━━━ Reading text ━━━
Congratulations hun!! well done!! he is gorgeous I bet you can't stop cuddling him xx


----------



## EFM

Well done, Congratulations, he's adorable

:hugs:


----------



## xXDonnaXx

Aw,So cute. 
Congratulations x x x


----------



## butterflies

simply gorgeous honey, huge congrats!!! sorry to hear you had a rough time of it, thinking of you and joseph xx


----------



## thelilbump

congarts mary - he's gorgeous :happydance:


----------



## NeyNey

Aww how did I miss this!!!!

congratulations sweetheartn he is adorable!


----------



## Sparky0207

Congratulations Mary, he is gorgeous! Well done you xx


----------



## Jem

Ahh big congrats xxx


----------



## ayshahudson

Congratulations hunni! He's soooo cute! :hugs:


----------



## Belle

he's gorgeous!!
well done you!
Congratulations!! xx


----------



## isil

Congratulations! What a sweetie!


----------



## Mervs Mum

hey mary :hug:
i'm only just getting to this as I'm away on holiday at the mo.

he's perfect :cloud9:

well done girl.

xxx


----------



## mugzy

Awww. He's just beautiful. Congrats and well done!


----------



## alyxzandra

He's lovely! Congrats!


----------



## charliebear

He's beautiful, many congratulations! x


----------



## YummyMummy

OMG CONGRATS HUN,
i havent been on in a long time so was jus checkin who gav birth n wooow well done u did it..congrats hun xx hes so cute xx u should b proud. xx


----------



## Mira

awww congrats!!! he's beautiful!!


----------



## Chris77

He is beautiful! Congratulations!


----------



## dizzy65

congrats


----------



## wilbrabeany

Congrats hun.xxx


----------



## Emmea12uk

congrats!!! he is so lovely.
━━━ Data rows ━━━
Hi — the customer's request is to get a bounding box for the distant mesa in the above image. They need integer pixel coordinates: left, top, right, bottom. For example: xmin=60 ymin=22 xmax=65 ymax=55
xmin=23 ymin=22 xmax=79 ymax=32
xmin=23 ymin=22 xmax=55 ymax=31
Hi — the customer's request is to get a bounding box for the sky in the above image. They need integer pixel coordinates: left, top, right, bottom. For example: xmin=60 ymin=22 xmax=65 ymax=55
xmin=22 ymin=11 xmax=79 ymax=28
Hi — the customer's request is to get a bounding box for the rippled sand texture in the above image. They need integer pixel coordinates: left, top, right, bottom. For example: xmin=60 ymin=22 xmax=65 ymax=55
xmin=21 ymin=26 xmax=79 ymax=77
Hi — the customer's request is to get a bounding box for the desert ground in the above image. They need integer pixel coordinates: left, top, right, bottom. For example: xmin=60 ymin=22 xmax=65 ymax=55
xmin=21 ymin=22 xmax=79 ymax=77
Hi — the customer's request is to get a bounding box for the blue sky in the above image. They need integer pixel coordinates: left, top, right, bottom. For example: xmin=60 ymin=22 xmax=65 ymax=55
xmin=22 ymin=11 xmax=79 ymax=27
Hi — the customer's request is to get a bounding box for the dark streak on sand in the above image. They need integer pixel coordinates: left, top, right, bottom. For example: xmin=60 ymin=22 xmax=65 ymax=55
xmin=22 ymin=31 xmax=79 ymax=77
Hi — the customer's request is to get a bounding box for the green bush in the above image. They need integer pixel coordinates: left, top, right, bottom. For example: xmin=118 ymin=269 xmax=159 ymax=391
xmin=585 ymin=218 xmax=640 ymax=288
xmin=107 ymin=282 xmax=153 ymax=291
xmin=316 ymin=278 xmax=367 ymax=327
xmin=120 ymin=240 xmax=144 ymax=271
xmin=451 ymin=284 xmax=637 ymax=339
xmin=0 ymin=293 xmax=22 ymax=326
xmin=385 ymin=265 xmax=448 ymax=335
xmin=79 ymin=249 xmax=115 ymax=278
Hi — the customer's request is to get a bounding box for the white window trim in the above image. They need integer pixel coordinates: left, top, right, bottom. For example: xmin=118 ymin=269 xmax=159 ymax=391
━━━
━━━ Data rows ━━━
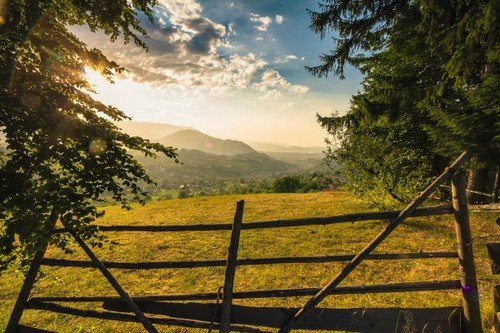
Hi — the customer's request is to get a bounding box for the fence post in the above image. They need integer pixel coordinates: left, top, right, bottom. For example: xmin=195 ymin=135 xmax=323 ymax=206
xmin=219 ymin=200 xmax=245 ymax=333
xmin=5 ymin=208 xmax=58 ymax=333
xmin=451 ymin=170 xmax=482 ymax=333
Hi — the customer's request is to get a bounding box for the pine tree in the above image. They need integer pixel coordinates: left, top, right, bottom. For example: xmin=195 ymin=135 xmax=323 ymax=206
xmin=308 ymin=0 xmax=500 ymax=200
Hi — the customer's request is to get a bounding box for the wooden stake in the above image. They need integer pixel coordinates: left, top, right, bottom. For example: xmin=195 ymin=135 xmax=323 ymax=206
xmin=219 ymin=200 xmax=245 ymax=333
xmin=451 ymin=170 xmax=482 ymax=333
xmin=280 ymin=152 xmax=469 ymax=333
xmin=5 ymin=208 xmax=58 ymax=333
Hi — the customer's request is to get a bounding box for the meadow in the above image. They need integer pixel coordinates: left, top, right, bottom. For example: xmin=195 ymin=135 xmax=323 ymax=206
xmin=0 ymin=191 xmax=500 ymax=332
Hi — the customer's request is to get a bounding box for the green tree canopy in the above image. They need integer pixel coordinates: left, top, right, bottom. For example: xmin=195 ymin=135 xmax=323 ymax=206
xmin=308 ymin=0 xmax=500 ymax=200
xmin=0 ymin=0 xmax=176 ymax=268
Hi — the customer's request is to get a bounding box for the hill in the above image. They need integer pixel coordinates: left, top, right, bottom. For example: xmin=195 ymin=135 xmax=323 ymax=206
━━━
> _Work to complete_:
**a.** In the baby congratulations thread, why does Mervs Mum say she is only now getting to the post?
**b.** Carry on the baby congratulations thread from its last post.

> _Answers in order_:
**a.** She is away on holiday.

**b.**
----------



## neca717

congrats to you hes beautiful


----------



## Novbaby08

omg he's gorgeous! I was wondering when you had him. Congrats on your little monkey :D


----------



## embojet

Congrats, he is adorable x


----------



## BeckyBoo

Congratulations hun xx


----------



## Rachiebaby24

Congratulations on your gorgeous son!


----------



## gde78

Congratulations. He's a cutey!


----------



## Sweetie

Congrats on your baby boy. He is beautiful.


----------



## akamummy

CONGRATS DARL........WELL DONE!!!!:flower:


----------



## celine

congrats on ur littler man :)


----------



## SpecialGift89

Congrats on the birth of your son he is lovely. x


----------



## trishk

congratulations he's perfect!


----------



## ~ Vicky ~

Congratulations. Joesph is simply gorgeous, Mary, you must be very proud!


----------



## Angelmouse

Congratulations Mary, He's gorgeous. :D


----------



## babymello

Congratulations Mary,

Finally, our babies are here.
I know you're happy girl...

He adorable, enjoy him.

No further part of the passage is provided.